*PROBLEMS TO SOLVE*
a – In the passage on the R2 leaderboard update, which models still own the very hardest reasoning?
b – Pick up the passage on the R2 leaderboard update after its final sentence and keep writing in the same voice.

*PASSAGE FOR REVIEW*
The honest summary: R2 isn't dominant on any one axis. It's competitive across most axes at a fraction of the closed-frontier price. That's the value proposition that compounds.

The mid-2025 leaderboard I posted last month needs an update already. R2 changes two cells:

The premium-reasoning tier gains a credible open-weights competitor. Opus 4 and the o-series still own the very hardest reasoning. R2 sits below them on the absolute capability axis and well below them on price. For most reasoning workloads where the marginal capability difference doesn't pay back, R2 becomes the right routing choice.

The open-weights tier moves up. R2 plus V3-0324 plus the Llama 4 line plus the Qwen variants is now a tier where the workloads that fit are increasingly the workhorse-tier workloads, not just the cheap-batch ones. The cases for using closed-frontier workhorse-tier models (Sonnet 4, GPT-5, Gemini 2.5 Pro) narrow, they're still the right pick for stack-fit reasons, less the right pick for capability-only reasons.

*EXTRACTED RECORDS*

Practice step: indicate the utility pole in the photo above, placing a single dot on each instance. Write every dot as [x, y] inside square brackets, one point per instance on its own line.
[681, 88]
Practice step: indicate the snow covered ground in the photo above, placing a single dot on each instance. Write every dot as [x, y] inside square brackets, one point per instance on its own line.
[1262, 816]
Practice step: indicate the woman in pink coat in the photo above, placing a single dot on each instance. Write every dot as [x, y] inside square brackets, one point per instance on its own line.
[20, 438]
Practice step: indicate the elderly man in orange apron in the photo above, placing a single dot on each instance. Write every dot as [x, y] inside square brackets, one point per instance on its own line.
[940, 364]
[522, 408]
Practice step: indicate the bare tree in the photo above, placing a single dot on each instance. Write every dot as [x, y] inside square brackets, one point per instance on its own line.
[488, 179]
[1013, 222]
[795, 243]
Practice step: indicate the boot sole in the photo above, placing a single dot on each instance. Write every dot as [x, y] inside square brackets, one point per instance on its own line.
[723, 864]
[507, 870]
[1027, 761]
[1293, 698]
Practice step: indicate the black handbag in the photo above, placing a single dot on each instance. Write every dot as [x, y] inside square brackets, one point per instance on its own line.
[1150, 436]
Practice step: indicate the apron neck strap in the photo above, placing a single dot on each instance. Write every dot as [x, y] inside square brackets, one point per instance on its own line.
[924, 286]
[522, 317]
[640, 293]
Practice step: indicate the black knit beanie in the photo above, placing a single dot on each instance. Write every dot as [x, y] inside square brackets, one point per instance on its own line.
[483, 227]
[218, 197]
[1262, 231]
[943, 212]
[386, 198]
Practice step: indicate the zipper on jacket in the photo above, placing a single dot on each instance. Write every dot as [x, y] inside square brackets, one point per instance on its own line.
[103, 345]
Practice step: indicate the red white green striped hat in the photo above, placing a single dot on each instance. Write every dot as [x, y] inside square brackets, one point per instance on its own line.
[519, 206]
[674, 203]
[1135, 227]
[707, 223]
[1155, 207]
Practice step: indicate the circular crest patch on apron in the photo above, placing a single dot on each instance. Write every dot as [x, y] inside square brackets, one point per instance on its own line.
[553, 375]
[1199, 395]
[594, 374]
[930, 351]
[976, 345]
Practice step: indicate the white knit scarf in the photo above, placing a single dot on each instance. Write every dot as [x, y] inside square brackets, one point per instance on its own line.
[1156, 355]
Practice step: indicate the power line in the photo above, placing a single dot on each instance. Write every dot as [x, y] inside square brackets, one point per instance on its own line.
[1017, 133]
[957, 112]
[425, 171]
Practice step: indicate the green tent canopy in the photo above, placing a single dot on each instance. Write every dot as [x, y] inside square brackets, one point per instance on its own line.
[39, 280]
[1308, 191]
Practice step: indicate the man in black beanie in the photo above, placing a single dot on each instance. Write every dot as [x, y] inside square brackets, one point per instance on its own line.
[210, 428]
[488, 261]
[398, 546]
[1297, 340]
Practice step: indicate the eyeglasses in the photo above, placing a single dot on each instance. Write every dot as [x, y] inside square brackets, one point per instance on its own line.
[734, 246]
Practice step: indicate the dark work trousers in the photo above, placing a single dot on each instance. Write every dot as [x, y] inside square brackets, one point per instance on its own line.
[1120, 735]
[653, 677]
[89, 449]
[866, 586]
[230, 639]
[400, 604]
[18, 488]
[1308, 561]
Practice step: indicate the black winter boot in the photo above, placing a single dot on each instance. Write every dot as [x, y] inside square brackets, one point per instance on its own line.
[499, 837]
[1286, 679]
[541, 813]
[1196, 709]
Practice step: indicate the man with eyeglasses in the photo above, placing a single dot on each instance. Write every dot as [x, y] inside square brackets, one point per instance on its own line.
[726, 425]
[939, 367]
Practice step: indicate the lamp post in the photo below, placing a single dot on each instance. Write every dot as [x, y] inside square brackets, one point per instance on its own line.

*ANSWERS FOR THE TASKS*
a – Opus 4 and the o-series.

b –
The closed-frontier shops will continue to ship. The premium tier they own will continue to be valuable. The workhorse tier they've been pricing at $2-3/$10-15 is going to face more pricing pressure than the prior R1 → V3 cycle generated, because R2 hits the workhorse-tier capability bar from below while sitting at one-quarter to one-third the price.

What changes in routing

Specific routing decisions I'd revisit as of this week:

Hard-reasoning batch work. Workloads I'd been routing to Opus 4 for the planner step in agentic loops can credibly route to R2 for cases where the marginal capability matters less. The Opus-tier escalation budget gets smaller; R2 covers more of the cases.

Cost-sensitive workhorse work. Workloads that were on Sonnet 4 or GPT-5 for moderate-complexity reasoning can route to R2 with a meaningful cost reduction. The capability gap is narrow enough that the cost savings outweigh the capability difference for many cases.

Local-self-hosted reasoning workloads. R2 fits in 64 GB unified at 4-bit MoE, with the same caveats as V3 about the active-parameter count vs the total memory footprint. For shops running serious local setups, R2 joins the local-routable list, which extends the privacy-bound use cases meaningfully.

Closed-frontier premium tier for the hardest cases. Stays. Opus 4 and the o-series still earn their place on the workloads where the absolute capability ceiling matters and the cost is rounding error. The escalation criteria get sharper because R2 covers more of the previously-Opus territory.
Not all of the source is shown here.